__Work item__.
Transcribe the data underneath exactly, keeping every word in place.

[Records excerpted from a collection]
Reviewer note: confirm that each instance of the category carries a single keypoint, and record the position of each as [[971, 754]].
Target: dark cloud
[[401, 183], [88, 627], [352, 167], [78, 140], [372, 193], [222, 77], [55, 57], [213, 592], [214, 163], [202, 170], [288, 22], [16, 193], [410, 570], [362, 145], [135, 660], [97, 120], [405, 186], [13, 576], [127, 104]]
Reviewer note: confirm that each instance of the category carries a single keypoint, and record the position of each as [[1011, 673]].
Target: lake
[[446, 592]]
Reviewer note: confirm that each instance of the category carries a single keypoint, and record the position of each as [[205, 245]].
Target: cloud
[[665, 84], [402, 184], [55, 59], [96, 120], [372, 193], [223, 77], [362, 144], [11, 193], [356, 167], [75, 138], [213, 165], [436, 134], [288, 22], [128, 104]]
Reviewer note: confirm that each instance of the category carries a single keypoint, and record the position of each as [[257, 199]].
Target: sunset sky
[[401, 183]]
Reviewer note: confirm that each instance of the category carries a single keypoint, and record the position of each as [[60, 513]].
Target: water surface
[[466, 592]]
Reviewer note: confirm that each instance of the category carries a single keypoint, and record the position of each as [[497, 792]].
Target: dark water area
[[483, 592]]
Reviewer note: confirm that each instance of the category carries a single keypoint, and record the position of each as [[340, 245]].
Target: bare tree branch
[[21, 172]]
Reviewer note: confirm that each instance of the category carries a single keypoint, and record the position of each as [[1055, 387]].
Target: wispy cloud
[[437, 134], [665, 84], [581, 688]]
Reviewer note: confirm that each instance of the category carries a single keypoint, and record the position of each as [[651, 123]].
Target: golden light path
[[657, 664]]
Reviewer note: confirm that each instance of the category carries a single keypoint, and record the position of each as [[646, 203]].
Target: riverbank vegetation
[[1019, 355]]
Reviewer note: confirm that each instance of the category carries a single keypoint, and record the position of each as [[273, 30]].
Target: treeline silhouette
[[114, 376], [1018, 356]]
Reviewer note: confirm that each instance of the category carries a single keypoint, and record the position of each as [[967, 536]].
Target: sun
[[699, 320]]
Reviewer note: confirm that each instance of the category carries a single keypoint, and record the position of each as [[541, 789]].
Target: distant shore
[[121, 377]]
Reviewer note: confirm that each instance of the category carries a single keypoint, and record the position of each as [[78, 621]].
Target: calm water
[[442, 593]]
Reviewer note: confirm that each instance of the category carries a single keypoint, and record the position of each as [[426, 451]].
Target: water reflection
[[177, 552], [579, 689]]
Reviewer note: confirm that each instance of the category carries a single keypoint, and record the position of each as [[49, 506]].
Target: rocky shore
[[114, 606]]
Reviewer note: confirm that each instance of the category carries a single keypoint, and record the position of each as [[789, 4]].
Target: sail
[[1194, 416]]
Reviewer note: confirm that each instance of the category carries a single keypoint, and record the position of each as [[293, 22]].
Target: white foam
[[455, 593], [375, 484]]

__Solution__.
Reviewer note: confirm that each instance of the category carries a single keypoint, and record the position of each as [[971, 754]].
Target: dark cloud
[[401, 183], [88, 627], [352, 167], [78, 140], [372, 193], [222, 77], [55, 57], [213, 592], [214, 163], [202, 170], [288, 22], [16, 193], [410, 570], [362, 145], [135, 660], [97, 120], [405, 186], [13, 576], [127, 104]]
Reviewer note: confirm that each instance of the category carries a single keypoint, and record the position of each as [[1011, 673]].
Target: lake
[[446, 592]]
Reviewer note: confirm that each instance of the category carries a single keypoint, and record the position of each as [[205, 245]].
Target: cloud
[[665, 84], [402, 184], [55, 59], [96, 120], [372, 193], [223, 77], [362, 144], [11, 193], [356, 167], [75, 138], [213, 165], [436, 134], [288, 22], [128, 104]]
Reviewer note: confirm that each instance of the category carries a single keypoint, and record the position of each as [[257, 199]].
Target: sunset sky
[[401, 183]]
Reviewer note: confirm that each instance of the category carries a single keypoint, and record the position of each as [[60, 513]].
Target: water surface
[[466, 592]]
Reviewer note: confirm that each instance of the category carries a single keypoint, and record the position of each as [[497, 792]].
Target: dark water area
[[483, 592]]
Reviewer note: confirm that each instance of the category carries a single keypoint, and record the position of each as [[340, 245]].
Target: bare tree branch
[[21, 172]]
Reviewer note: confirm that each instance of the category carries a single keypoint, and record the position of each as [[1055, 387]].
Target: wispy cloud
[[437, 134], [665, 84], [581, 688]]
Reviewer note: confirm that each instance of the category carries a single keypoint, and record the position of each as [[651, 123]].
Target: golden light path
[[657, 664]]
Reviewer note: confirm that each instance of the category carries a single keypoint, and record the position of each as [[646, 203]].
Target: riverbank vegetation
[[1019, 355]]
Reviewer note: confirm that each instance of the category carries a single keypoint, and record the position of each as [[273, 30]].
Target: treeline silhouette
[[114, 376], [1018, 356]]
Reviewer note: confirm that each instance of the category carries a single keypoint, and record the position of each as [[967, 536]].
Target: sun
[[699, 320]]
Reviewer note: confirm that each instance of the category carries a single keypoint, and record the position of each as [[541, 789]].
Target: distant shore
[[121, 377]]
Reviewer note: confirm that each instance of the category carries a single keypoint, and record the position of each as [[78, 621]].
Target: calm water
[[442, 593]]
Reviewer note: confirm that each instance of the category carries a single keypoint, and record the position of each as [[426, 451]].
Target: water reflection
[[177, 552], [579, 689]]
Reviewer note: confirm that each instance of the category carries a single keypoint, and record the position of each as [[49, 506]].
Target: rocky shore
[[114, 606]]
Reviewer note: confirm that each instance of the category carries a single keypoint, and record the position of each as [[789, 4]].
Target: sail
[[1194, 416]]
Reviewer note: confirm that each instance of the category carries a single keypoint, and record the position of each as [[293, 22]].
Target: white foam
[[455, 593], [375, 484]]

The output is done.